Extracted information:
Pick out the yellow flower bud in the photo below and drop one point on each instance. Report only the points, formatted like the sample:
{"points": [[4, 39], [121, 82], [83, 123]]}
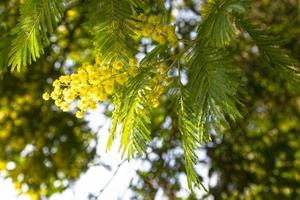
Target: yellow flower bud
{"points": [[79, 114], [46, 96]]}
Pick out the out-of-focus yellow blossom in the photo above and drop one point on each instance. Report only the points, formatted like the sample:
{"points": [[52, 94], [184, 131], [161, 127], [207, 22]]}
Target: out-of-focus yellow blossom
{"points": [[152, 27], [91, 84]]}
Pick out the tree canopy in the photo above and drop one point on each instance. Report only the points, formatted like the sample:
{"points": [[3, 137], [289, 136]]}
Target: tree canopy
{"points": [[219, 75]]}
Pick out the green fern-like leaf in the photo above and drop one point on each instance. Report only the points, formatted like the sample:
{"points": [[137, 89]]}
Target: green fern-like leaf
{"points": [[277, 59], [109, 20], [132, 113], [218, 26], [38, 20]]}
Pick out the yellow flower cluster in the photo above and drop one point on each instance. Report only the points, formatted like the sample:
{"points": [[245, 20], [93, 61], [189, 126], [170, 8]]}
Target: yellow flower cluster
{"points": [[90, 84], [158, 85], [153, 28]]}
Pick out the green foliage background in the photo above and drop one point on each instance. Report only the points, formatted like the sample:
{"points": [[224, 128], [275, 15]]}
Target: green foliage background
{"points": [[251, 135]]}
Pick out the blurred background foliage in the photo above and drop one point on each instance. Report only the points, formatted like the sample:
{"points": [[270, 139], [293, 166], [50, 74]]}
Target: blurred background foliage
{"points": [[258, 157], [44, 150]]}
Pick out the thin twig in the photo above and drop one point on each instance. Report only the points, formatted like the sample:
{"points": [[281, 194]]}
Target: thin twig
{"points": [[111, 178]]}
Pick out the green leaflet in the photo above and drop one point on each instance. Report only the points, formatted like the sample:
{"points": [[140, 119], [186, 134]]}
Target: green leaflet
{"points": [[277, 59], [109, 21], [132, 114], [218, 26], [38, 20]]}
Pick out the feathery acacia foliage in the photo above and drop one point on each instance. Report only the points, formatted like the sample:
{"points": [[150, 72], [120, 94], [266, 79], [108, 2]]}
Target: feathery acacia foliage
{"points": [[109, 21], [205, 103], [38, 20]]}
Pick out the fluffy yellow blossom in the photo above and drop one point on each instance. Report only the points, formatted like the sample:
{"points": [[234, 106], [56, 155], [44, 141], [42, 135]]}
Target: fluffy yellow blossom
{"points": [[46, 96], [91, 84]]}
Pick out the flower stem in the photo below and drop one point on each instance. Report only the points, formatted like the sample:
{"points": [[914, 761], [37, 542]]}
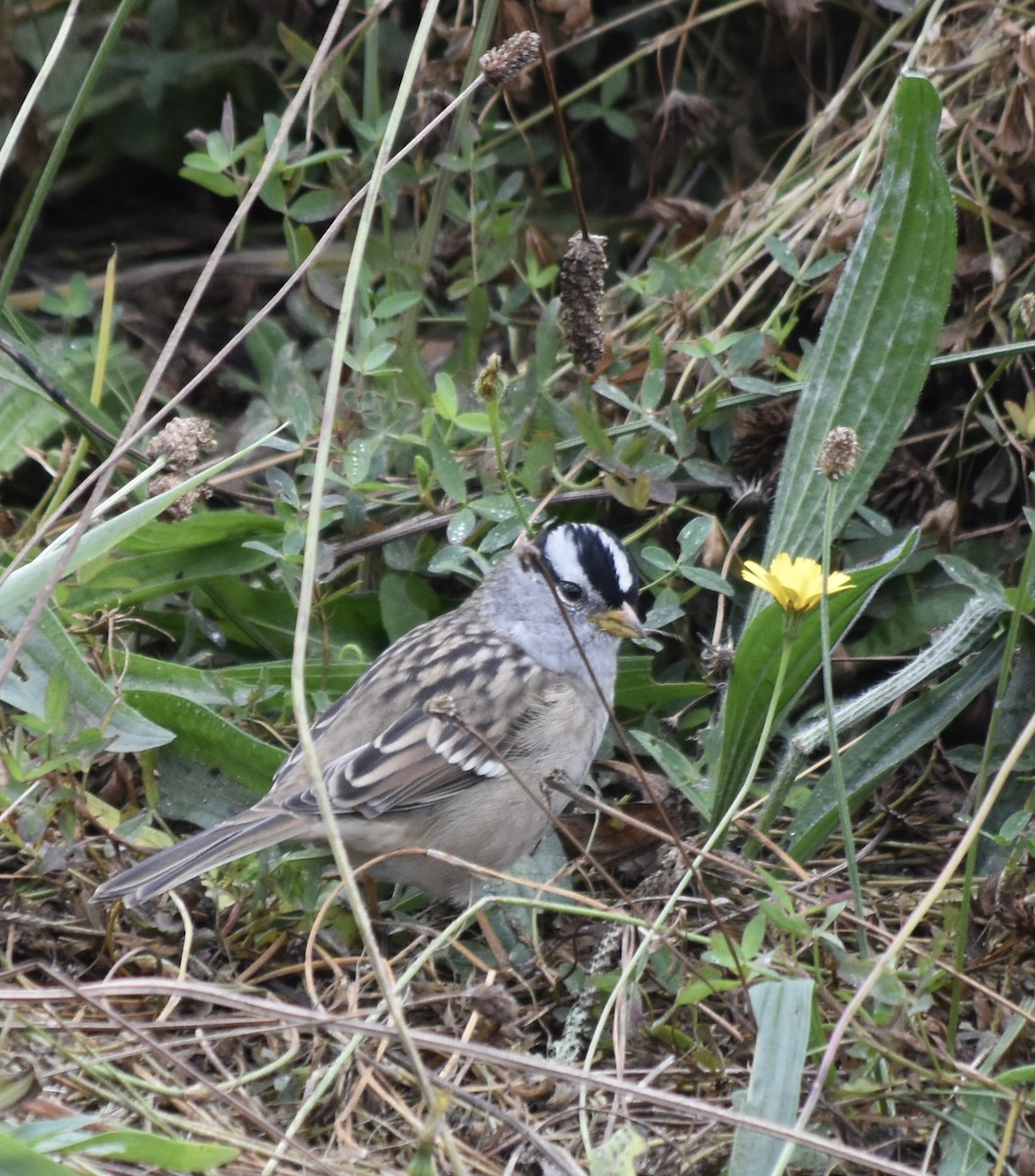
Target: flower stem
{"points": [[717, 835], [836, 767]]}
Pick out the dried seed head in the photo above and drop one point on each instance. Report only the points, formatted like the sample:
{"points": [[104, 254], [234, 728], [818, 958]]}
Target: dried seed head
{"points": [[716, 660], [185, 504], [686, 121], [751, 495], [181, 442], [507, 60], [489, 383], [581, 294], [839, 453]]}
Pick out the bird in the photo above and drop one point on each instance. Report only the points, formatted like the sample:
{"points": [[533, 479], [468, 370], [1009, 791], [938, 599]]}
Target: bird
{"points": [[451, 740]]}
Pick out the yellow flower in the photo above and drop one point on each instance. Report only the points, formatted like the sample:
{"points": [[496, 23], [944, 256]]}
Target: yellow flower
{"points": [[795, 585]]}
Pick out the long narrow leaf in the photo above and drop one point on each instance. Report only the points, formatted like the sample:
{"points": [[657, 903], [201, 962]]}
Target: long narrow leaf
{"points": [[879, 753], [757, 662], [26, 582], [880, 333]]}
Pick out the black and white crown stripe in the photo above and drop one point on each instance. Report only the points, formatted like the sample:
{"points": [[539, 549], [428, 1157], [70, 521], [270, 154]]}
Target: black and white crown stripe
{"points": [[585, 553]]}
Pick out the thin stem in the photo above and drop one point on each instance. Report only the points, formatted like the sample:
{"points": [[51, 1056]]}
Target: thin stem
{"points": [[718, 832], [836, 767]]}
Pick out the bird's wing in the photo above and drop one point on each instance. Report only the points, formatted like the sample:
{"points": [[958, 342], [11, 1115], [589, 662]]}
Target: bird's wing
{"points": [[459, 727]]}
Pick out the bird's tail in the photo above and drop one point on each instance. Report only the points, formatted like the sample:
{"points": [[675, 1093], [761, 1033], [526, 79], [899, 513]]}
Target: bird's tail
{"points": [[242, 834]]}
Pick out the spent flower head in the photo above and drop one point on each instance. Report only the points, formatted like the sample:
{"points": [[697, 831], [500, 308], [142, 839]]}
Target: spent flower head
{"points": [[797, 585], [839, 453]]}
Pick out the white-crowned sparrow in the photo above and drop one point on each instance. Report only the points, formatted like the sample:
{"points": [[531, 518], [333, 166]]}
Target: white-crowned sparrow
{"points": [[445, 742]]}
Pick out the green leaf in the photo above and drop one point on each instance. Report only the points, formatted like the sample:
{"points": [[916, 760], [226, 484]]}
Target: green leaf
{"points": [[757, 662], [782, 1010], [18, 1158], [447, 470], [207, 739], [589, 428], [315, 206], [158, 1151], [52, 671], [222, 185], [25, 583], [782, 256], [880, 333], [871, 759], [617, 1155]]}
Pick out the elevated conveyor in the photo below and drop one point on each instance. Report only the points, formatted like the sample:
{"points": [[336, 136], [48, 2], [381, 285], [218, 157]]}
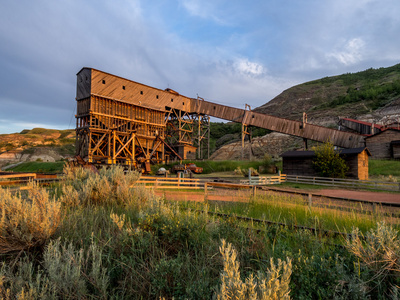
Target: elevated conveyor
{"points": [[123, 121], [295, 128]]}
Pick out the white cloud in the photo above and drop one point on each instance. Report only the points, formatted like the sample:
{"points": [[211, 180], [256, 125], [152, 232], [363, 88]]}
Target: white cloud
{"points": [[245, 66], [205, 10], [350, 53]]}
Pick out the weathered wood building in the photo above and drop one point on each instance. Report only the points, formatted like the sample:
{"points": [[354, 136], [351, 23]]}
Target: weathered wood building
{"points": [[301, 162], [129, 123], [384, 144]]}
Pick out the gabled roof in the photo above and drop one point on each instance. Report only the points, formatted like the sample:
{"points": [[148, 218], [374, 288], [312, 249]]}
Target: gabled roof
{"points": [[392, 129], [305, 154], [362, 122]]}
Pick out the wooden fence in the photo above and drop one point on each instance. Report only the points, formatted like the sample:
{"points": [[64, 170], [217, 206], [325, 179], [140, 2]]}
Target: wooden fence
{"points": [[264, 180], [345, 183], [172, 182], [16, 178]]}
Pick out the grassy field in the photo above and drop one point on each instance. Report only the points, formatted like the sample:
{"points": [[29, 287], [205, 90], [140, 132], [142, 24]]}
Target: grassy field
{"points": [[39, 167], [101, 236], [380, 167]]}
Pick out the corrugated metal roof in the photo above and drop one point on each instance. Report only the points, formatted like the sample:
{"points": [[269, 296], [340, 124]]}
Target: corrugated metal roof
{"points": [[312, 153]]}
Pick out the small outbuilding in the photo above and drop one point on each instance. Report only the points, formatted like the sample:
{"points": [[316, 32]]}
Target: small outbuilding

Your goal:
Which lines above include "outbuilding"? Show each of them by copying it.

Exercise output:
Pick out the small outbuilding in the photo above and drop one point on each instance. Report only the points, formatted like the sample:
Target: small outbuilding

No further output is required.